##### Texte proposé
Par exemple, le système "méritocratique" de la France identifie et récompense les surdoués très tôt - en théorie - mais de nombreuses recherches montrent que les attentes et les préjugés véhiculés dans les salles de classe affectent injustement les performances, dévalorisant les individus et brouillant leur potentiel. Dès lors, disent certains, pourquoi ne pas au moins remettre cette idée en question ?
Il y a également un problème omniprésent d'engagement - un sentiment que l'école, alors même qu'elle est gratuite et relativement bien dotée en ressources, ne vaut pas la peine d'être terminée : ce qui résulte en un décrochage de plus en plus massif avant la fin du secondaire.
L'article 26 stipule, après l'affirmation du droit à l'éducation, que : "L'éducation doit être gratuite, au moins en ce qui concerne l'enseignement élémentaire et fondamental. L'enseignement élémentaire est obligatoire."
En Union Européenne, où nous avons commencé nos investigations autour de l’école, le problème de l'abandon scolaire est considéré si grave qu’il donne lieu à des études scientifiques et des recommandations politiques.
Des tendances préoccupantes sont visibles entre les sexes dans les pays occidentaux. Les garçons sont plus susceptibles de quitter l'école prématurément et les jeunes hommes moins susceptibles de fréquenter le troisième cycle.
Lorsque le fardeau d'une éducation "complète" était justifié par la promesse d'un revenu stable et d'une expérience satisfaisante du contrat social, c'était une chose. Mais alors que la société renforce la concurrence tout en ne promettant que plus d'incertitude, où est l'incitation à suivre une scolarité traditionnelle ?
En arrière-plan, comme une ombre projetée par les écrans séduisants de nos nouvelles technologies, se profilent les questions plus sombres de l'exploitation et de la santé mentale. Le problème de savoir si ces outils ne sont pas, outre distrayants, fondamentalement dangereux. Ainsi, on constate que les filles souffrent indûment, avec des taux croissants, de dépression et d'idées suicidaires liés aux cultes de la beauté impossible diffusés par les réseaux sociaux. Cette tendance ne cesse de s'accentuer, de même que les menaces bien connues de cyberintimidation et de cyberséduction.
##########
##### Matériel fourni
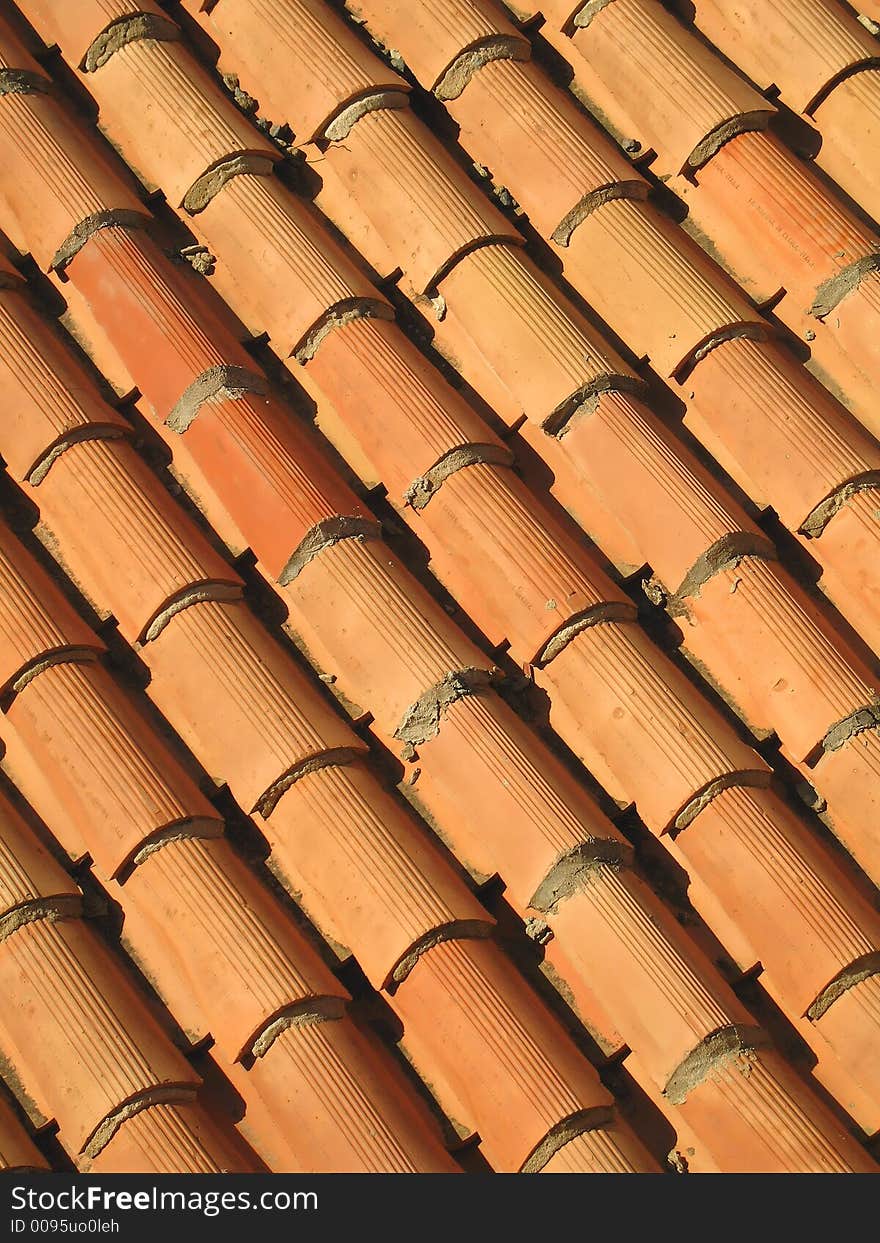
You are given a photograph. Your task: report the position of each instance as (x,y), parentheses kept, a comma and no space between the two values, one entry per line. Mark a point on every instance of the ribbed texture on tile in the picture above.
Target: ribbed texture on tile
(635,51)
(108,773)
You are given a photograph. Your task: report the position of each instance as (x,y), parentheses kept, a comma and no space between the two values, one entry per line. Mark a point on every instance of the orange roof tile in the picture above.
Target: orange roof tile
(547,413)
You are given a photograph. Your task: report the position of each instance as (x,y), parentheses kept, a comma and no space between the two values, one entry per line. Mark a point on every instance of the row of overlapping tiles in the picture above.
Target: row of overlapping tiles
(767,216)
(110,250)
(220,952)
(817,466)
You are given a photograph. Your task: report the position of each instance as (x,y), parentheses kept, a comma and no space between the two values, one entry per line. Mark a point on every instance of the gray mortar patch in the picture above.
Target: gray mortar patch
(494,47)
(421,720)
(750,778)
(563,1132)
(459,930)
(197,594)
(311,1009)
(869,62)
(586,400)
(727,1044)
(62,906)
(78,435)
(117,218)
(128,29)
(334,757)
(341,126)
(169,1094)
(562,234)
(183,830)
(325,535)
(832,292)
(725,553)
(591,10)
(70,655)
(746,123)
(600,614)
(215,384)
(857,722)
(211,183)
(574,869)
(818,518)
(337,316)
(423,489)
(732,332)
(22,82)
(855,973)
##########
**Travail à faire**
1. Reproduisez, dans le texte proposé, tout ce qui va de « En Union Européenne, où » jusqu'à « le troisième cycle. ».
2. Dites si chaque affirmation concorde avec le texte proposé, en répondant par oui ou par non et en citant à l'identique les mots du texte qui tranchent : (a) Les garçons sont plus susceptibles de quitter l'école prématurément. (b) L'article 26 rend obligatoire l'enseignement secondaire. (c) Dans l'Union européenne, l'abandon scolaire donne lieu à des études scientifiques.
Ce travail ne fait aucunement appel au matériel.

**Réponses attendues**
1.
En Union Européenne, où nous avons commencé nos investigations autour de l’école, le problème de l'abandon scolaire est considéré si grave qu’il donne lieu à des études scientifiques et des recommandations politiques.
Des tendances préoccupantes sont visibles entre les sexes dans les pays occidentaux. Les garçons sont plus susceptibles de quitter l'école prématurément et les jeunes hommes moins susceptibles de fréquenter le troisième cycle.

2.
(a) Oui : « Les garçons sont plus susceptibles de quitter l'école prématurément ».
(b) Non : « L'enseignement élémentaire est obligatoire. »
(c) Oui : « il donne lieu à des études scientifiques et des recommandations politiques ».